YOUR INSTRUCTIONS: Copy out the rows starting at the line that contains "like point(251, 112)." and ending at the line that contains "point(144, 153)", both of those lines included, with no changes.

DATA PROVIDED:

--------------------------------------------------

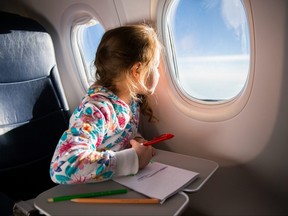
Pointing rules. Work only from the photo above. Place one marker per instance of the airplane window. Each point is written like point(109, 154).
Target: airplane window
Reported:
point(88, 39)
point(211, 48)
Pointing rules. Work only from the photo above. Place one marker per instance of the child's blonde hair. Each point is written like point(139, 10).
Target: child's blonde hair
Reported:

--------------------------------------------------

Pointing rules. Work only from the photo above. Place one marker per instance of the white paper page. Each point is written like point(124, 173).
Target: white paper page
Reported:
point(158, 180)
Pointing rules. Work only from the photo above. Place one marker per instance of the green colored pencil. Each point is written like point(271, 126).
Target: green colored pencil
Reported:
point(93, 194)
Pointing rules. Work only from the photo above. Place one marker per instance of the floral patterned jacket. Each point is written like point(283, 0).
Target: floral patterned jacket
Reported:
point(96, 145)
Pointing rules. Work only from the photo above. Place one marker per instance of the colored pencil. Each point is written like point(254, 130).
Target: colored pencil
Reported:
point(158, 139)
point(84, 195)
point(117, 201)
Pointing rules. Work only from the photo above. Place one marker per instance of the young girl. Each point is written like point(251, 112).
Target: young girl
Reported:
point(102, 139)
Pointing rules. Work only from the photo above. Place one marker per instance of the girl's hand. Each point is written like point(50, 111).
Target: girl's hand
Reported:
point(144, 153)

--------------------------------------------------

SOLUTION FOR THIS EXERCISE:
Pointing rules. Work only from the photo above. Place one marker per instance of the young girl. Each point is written like point(251, 112).
Target: young girl
Reported:
point(102, 139)
Pointing rules. Work only from the photo above. Place one marker per instance of the girl's hand. Each point is written like point(50, 111).
Target: girl's hand
Reported:
point(144, 153)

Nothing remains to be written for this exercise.